▸ Do this: Gather every line that contains the word "blue" and copy each one out.

### Input for this task ###

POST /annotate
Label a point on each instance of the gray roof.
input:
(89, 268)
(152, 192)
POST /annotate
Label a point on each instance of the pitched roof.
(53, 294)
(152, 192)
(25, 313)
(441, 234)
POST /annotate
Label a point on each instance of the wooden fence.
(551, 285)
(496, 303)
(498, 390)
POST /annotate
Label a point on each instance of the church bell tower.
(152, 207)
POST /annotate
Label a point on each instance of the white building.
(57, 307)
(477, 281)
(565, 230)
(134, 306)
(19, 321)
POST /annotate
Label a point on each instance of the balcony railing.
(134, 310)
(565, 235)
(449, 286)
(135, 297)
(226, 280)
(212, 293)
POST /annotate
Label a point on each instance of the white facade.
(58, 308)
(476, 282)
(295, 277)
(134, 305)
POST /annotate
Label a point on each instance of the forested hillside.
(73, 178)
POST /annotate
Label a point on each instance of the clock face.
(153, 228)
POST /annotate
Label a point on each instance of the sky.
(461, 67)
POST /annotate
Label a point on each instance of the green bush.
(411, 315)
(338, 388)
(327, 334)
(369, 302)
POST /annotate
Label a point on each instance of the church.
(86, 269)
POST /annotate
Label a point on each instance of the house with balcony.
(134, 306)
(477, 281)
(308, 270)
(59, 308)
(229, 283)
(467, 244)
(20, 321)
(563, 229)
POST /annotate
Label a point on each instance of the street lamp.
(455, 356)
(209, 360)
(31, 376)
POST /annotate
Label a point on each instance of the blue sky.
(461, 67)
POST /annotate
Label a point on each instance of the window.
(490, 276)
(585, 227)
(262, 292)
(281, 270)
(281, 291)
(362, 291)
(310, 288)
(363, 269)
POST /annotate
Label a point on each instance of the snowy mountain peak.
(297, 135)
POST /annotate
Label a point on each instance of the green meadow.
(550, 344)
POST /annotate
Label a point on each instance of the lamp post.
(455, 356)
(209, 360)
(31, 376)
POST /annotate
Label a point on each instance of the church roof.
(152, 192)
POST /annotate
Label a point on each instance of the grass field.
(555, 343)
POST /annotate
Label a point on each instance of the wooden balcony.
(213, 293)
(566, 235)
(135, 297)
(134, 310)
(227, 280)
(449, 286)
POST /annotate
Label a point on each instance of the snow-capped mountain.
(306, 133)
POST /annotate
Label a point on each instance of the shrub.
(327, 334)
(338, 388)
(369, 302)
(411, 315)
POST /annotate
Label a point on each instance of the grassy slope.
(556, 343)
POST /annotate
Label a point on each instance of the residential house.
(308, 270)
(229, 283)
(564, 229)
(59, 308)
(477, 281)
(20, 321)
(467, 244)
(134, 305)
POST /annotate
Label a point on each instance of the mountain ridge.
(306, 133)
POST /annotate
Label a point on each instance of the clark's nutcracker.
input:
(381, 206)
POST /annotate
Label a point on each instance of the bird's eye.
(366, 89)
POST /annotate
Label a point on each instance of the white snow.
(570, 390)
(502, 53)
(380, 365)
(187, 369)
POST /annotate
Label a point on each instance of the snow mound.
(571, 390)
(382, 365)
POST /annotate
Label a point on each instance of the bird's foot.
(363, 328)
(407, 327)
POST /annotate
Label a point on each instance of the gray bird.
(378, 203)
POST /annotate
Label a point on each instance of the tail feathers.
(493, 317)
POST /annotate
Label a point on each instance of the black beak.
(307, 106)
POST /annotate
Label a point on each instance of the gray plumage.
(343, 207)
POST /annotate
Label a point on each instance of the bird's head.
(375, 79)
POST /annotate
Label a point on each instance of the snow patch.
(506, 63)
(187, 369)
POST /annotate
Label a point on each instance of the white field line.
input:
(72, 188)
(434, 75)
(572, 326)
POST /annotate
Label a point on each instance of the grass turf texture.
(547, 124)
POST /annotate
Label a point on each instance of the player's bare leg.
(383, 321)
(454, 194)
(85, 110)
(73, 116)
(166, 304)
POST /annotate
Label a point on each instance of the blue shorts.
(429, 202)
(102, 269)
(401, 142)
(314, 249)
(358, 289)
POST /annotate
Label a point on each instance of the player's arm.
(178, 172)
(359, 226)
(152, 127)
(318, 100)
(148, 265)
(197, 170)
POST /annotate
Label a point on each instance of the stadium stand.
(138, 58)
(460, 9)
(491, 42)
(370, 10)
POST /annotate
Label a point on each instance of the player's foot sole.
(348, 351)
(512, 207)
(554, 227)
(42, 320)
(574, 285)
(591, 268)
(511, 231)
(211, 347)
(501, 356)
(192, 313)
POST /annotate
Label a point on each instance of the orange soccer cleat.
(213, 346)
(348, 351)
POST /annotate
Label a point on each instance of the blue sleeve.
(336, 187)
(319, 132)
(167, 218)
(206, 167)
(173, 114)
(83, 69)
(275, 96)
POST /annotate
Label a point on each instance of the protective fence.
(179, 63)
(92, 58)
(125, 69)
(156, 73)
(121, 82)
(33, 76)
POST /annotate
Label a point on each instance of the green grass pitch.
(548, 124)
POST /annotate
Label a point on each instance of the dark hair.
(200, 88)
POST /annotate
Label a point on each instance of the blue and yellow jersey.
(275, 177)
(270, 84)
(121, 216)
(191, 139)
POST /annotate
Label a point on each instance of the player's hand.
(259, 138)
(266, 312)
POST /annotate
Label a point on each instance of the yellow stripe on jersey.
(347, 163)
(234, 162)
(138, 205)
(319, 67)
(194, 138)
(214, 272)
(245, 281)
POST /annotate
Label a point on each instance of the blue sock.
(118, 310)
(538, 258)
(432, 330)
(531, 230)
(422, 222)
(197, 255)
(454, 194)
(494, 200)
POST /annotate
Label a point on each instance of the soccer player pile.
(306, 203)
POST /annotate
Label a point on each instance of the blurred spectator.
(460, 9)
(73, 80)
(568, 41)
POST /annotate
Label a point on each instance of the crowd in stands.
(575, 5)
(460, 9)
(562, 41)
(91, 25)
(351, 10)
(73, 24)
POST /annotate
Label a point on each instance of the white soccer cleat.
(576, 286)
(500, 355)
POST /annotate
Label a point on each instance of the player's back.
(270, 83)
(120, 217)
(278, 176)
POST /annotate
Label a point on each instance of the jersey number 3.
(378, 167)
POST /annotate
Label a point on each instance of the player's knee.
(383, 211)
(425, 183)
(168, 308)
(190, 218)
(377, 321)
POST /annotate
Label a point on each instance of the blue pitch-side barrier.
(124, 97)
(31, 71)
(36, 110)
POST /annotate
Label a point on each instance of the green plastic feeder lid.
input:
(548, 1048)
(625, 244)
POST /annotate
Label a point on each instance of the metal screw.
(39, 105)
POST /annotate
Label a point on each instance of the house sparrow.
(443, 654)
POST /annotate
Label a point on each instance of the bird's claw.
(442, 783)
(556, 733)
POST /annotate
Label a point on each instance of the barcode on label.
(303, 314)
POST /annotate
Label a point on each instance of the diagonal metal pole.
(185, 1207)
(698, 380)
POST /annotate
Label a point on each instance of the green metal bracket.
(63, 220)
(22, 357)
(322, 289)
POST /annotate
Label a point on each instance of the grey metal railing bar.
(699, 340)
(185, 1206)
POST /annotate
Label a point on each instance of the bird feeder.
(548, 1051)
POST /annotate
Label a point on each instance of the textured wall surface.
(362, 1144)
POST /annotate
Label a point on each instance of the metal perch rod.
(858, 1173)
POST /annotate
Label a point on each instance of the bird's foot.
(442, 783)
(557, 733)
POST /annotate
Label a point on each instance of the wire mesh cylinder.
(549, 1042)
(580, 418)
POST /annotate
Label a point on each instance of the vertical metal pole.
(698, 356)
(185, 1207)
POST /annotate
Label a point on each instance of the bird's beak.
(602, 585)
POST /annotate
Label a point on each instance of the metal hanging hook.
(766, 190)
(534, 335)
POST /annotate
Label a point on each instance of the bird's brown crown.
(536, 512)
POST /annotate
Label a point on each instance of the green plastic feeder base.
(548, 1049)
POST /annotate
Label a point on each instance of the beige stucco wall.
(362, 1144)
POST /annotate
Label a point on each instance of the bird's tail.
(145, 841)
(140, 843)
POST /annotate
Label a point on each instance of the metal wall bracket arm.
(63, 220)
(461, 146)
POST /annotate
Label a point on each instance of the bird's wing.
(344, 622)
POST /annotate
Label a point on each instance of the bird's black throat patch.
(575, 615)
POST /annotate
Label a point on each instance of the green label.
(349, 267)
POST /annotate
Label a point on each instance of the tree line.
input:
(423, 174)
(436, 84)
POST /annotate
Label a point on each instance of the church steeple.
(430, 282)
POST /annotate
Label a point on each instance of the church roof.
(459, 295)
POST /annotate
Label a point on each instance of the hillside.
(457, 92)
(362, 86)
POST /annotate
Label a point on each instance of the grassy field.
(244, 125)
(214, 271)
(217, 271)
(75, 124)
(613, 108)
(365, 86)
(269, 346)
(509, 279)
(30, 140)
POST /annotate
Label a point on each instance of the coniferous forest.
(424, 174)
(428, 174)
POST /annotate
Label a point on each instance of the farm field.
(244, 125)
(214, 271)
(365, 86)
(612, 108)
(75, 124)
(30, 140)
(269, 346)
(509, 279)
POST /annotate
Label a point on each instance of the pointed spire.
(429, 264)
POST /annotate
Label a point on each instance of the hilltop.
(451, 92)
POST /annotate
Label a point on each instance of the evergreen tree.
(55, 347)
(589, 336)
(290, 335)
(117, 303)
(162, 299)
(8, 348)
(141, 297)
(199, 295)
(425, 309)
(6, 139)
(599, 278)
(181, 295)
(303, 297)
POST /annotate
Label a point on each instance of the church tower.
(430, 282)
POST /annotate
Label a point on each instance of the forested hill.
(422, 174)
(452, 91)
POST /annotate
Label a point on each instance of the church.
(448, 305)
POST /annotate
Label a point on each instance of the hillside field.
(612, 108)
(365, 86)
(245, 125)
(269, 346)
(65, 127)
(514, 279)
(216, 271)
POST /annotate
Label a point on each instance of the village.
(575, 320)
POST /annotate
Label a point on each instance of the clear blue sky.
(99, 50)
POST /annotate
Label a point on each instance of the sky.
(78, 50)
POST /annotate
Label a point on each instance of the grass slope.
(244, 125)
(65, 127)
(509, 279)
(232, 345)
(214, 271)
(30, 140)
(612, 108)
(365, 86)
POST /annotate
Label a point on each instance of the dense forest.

###

▸ Answer to this problem:
Label a point on each instance of the blue sky.
Label a point on each instance of the blue shorts.
Label a point on each instance of the blue sleeve.
Label a point on each instance of the blue and yellow jersey.
Label a point on each instance of the blue sock.
Label a point on each instance of the blue pitch-side barrier.
Label a point on each instance of the clear blue sky.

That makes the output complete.